Work task — As you restate the entries, keep every word intact and leave out whatever images they hold.

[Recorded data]

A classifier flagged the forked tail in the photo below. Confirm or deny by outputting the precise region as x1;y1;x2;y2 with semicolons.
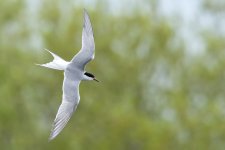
36;49;69;70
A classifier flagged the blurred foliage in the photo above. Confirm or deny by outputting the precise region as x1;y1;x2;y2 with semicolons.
0;0;225;150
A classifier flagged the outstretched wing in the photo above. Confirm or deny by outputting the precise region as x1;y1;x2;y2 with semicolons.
49;75;80;141
71;9;95;70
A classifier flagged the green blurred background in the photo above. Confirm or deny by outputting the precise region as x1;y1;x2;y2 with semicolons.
0;0;225;149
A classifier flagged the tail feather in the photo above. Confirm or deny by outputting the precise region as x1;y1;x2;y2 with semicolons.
37;49;69;70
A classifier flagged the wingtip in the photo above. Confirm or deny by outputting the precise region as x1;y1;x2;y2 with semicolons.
83;8;90;18
48;135;55;142
83;8;87;13
48;129;58;141
48;138;53;142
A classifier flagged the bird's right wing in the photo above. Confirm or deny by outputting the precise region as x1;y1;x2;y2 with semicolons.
71;9;95;70
49;75;80;141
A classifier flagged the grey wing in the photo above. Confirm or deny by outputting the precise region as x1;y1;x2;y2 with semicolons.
71;9;95;70
49;76;80;141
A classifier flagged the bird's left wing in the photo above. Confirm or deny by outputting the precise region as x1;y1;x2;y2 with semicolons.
49;75;80;141
71;9;95;70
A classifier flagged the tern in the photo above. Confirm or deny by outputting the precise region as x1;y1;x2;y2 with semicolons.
37;9;98;141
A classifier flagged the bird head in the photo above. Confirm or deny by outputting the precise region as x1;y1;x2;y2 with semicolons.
84;72;99;82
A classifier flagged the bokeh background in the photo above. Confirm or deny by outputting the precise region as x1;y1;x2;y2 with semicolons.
0;0;225;149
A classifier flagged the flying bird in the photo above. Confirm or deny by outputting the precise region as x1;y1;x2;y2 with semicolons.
37;9;98;141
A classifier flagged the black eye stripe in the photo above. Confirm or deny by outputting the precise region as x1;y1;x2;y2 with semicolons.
84;72;94;78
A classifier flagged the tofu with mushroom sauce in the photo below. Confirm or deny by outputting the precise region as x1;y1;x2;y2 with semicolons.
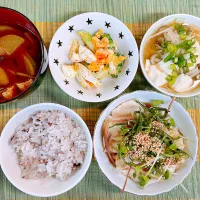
147;65;168;87
172;74;194;92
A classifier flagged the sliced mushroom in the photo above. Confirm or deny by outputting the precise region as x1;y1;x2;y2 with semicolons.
150;54;161;65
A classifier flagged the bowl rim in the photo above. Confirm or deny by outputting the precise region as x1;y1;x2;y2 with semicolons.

Output for this task —
A classifier flagged the forked tail in the photo below. Confirm or deny by outputting the precise region as x1;y1;x2;y2 with semicolons.
36;49;69;70
A classifier flagged the blurred foliage in the photo above. Confirm or deny by outputting the precise region as x1;y1;x2;y2 with semicolons.
0;0;225;150
A classifier flagged the outstretched wing in the photo above. Confirm or deny by outputting the precise region as x1;y1;x2;y2 with semicolons.
49;75;80;141
71;9;95;70
A classifier flagged the green blurred background in the photo above. Confirm or deny by outputting the precise region as x1;y1;x2;y2 with semicolons.
0;0;225;149
A classifier flagged the tail feather in the photo above. Confirm or deny by outputting the precise region as x1;y1;x2;y2 with semicolons.
37;49;69;70
A classifier flagged the wingtip in the photo above. Confirm or deny by outputting the precise region as x1;y1;x2;y2 with semicolons.
83;8;90;18
48;135;55;142
83;8;87;13
48;129;58;141
48;138;53;142
A classifier flagged the bird's right wing in the photo above. Confirm or deny by outputting the precise region as x1;y1;x2;y2 with semicolons.
71;9;95;70
49;75;80;141
A classifier flagged the grey wing in the photo above. Confirm or deny by outputting the precise region as x1;y1;x2;y2 with semicolons.
71;9;95;70
49;76;80;141
A classifier flagged the bird's left wing in the photo above. Confirm or deny by outputting the precise region as x1;y1;x2;y2 with semicolons.
49;75;80;141
71;9;95;70
A classifier flagged the tern in the photo above. Confirm or deny by outputting the precise region as x1;y1;x2;y2 with semicolons.
37;9;98;141
A classifier flagged the bird head in the photo above. Confirm or deny by outputting the precise region as x1;y1;x2;y2 with semicolons.
84;72;99;82
A classifier flagged the bokeh background in the photo above. Confirm or deny by outputting the precise region as x1;y1;x2;y2 with semicolons.
0;0;225;149
A classifier flagged the flying bird in the photo above. Confirm or deny by outputting the precise region as x1;y1;x2;y2 with semicolons.
37;9;98;141
A classifier flagged the black eye stripe in the photo above. Confirm or deny by outputting the precise region as x1;y1;x2;y2 with semicolons.
84;72;94;78
A classifier flagged the tofu with mushroom sauce in the photo below. Confirm or deny by outputting the precise region as x1;y1;x2;y2 with semicolons.
147;65;168;87
172;74;194;92
A classifier flagged the sliced mushroom in the photo above. Confirm or deny by outputting the precise region as x1;y1;x2;y2 with semicolons.
150;54;161;65
A classifier flagged the bowl rim in the photo above. Confirm or deny by outputting the precise region as x1;y1;x2;y2 with semicolons.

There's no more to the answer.